Acac, under the stewardship of the National Department of Agriculture (NDA), met on Monday, 13 October 2025, for the third time this year. The Acac comprises various industry and commodity associations (Agbiz, Agri SA, Grain SA, Afma, Sati, CGA, Fruit SA, MPO, Hortgro, SA Wine, Potatoes SA, amongst others), research organisations such as the Bureau for Food and Agricultural Policy (Bfap), and other statistics users such as the SA Reserve Bank and Stats SA.
Acac deliberated, amongst other things, on the statistical matters and methodology for collecting agricultural statistics and on stress-testing the quality of that data, which supports the calculation of the agricultural sector’s quarterly gross domestic product (AgGDP).
The NDA is currently undertaking a benchmarking exercise to review the current methodologies applied in calculating the AgGDP. Furthermore, there will be regular reviews of the data and methods, with technical support from the industry stakeholders where necessary.
Positive realities
Wandile Sihlobo, committee member and chief economist at Agbiz, told AgriOrbit that 2025 was a year of recovery for South Africa’s agricultural sector. “We have seen excellent output in field crops (grains, oilseeds, and sugarcane), fruits and vegetables. We will likely see the benefit of the excellent production figures through the third quarter agricultural growth figures when the GDP data is out.”
The figures in the third quarter will add to the high-frequency data that already reflect this optimism, with the sector’s gross value added to expand by 18,6% quarter-on-quarter in the first quarter of this year and by 2,5% in the second quarter of the year, Sihlobo said. “The milder growth figures in the second quarter were partly because of the delay in the summer crop harvest. In the third quarter, the sector is expected to show notable growth again.”
Agricultural commodities outlook mostly positive
In field crops, the output is up from the 2023–24 season, boosted by the favourable rainfall and vast planting area. For example, South Africa’s 2024–25 summer grains and oilseed harvest is estimated at 19,94 million tonnes, a 28% year-on-year increase. This encompasses maize, soya beans, sunflower seed, sorghum, dry beans, and groundnuts.
Due to the ample harvest, commodity prices are generally under pressure. The season ran roughly six weeks behind its typical schedule, resulting in some of the produce – typically delivered in the second quarter – being shifted into the third quarter of the year. This delay may boost the gross value-added figures reported for the third quarter.
In terms of sugar cane production, conditions remain favourable, and the 2024–25 crop is higher than the previous season due to the favourable rains and decent planting. Prices are, however, under pressure given that world prices are substantially lower than a year ago.
In the case of winter crops, the season has not been as favourable. The start of the season was marked with a snail infestation in canola-producing regions of the Western Cape, a significant winter crop-producing province of South Africa. Moreover, the drier weather conditions at the end of August and the beginning of September also weighed on the crop.

Data supplied
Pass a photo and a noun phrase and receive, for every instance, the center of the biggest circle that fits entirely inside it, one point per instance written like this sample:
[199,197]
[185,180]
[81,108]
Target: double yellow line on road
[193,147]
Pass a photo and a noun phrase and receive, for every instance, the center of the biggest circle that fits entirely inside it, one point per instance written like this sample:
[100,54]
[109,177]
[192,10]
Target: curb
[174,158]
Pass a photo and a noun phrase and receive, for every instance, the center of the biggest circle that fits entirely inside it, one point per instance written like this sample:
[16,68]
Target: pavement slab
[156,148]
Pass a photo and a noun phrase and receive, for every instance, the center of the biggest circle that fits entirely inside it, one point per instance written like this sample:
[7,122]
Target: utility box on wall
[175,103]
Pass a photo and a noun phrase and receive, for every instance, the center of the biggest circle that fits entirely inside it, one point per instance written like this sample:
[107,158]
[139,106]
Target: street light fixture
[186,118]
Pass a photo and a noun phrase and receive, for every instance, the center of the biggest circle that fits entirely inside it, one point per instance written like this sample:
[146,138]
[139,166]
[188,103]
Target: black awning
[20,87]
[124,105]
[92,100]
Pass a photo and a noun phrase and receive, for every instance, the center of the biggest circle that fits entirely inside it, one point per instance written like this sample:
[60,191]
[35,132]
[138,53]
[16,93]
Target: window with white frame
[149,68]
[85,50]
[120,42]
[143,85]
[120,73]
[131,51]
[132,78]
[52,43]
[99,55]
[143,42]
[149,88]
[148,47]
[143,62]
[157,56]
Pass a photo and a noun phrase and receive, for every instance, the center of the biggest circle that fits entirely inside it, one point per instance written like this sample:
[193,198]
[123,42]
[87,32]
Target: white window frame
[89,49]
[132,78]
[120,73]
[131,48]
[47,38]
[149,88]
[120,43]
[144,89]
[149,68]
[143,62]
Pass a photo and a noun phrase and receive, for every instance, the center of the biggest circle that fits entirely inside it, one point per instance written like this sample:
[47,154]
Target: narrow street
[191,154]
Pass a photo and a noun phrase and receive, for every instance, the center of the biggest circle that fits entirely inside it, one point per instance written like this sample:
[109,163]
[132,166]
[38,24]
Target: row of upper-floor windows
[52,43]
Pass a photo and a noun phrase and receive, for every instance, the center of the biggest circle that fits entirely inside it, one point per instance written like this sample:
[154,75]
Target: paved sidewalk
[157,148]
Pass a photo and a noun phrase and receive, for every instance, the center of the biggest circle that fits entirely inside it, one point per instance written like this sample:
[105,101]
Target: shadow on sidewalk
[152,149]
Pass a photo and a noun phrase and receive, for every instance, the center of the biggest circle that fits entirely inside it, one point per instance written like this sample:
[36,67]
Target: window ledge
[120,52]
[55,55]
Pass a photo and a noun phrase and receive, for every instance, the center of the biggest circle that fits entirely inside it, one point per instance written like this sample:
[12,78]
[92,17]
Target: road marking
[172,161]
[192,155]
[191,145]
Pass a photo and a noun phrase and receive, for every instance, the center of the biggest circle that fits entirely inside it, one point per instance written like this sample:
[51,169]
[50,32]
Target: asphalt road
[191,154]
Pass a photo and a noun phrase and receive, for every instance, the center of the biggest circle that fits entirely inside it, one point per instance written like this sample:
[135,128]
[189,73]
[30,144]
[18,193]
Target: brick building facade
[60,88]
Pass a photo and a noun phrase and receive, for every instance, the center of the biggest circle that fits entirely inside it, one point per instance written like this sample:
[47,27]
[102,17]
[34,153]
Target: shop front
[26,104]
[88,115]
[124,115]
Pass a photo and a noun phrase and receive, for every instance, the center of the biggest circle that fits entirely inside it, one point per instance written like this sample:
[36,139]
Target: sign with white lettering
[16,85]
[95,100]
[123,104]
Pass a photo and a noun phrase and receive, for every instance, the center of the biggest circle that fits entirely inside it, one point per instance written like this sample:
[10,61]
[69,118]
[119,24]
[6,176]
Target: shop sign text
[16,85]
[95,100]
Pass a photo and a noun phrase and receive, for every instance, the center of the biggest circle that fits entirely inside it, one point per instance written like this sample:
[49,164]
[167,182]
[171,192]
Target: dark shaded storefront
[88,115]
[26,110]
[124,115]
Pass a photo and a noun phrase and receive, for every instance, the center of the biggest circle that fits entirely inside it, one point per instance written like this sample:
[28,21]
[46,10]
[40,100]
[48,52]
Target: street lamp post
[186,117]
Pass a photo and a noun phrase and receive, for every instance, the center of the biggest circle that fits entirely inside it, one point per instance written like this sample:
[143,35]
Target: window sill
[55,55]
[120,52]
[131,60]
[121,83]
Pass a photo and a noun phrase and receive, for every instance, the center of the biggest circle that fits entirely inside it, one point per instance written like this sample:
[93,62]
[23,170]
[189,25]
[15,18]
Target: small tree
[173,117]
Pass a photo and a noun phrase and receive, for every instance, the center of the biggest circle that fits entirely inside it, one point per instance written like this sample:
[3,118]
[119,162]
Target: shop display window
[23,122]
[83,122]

Instructions to follow
Write out, word for word, the part of the agriculture article above that falls between "In the case" and "on the crop.", inclusive.

Written response
In the case of winter crops, the season has not been as favourable. The start of the season was marked with a snail infestation in canola-producing regions of the Western Cape, a significant winter crop-producing province of South Africa. Moreover, the drier weather conditions at the end of August and the beginning of September also weighed on the crop.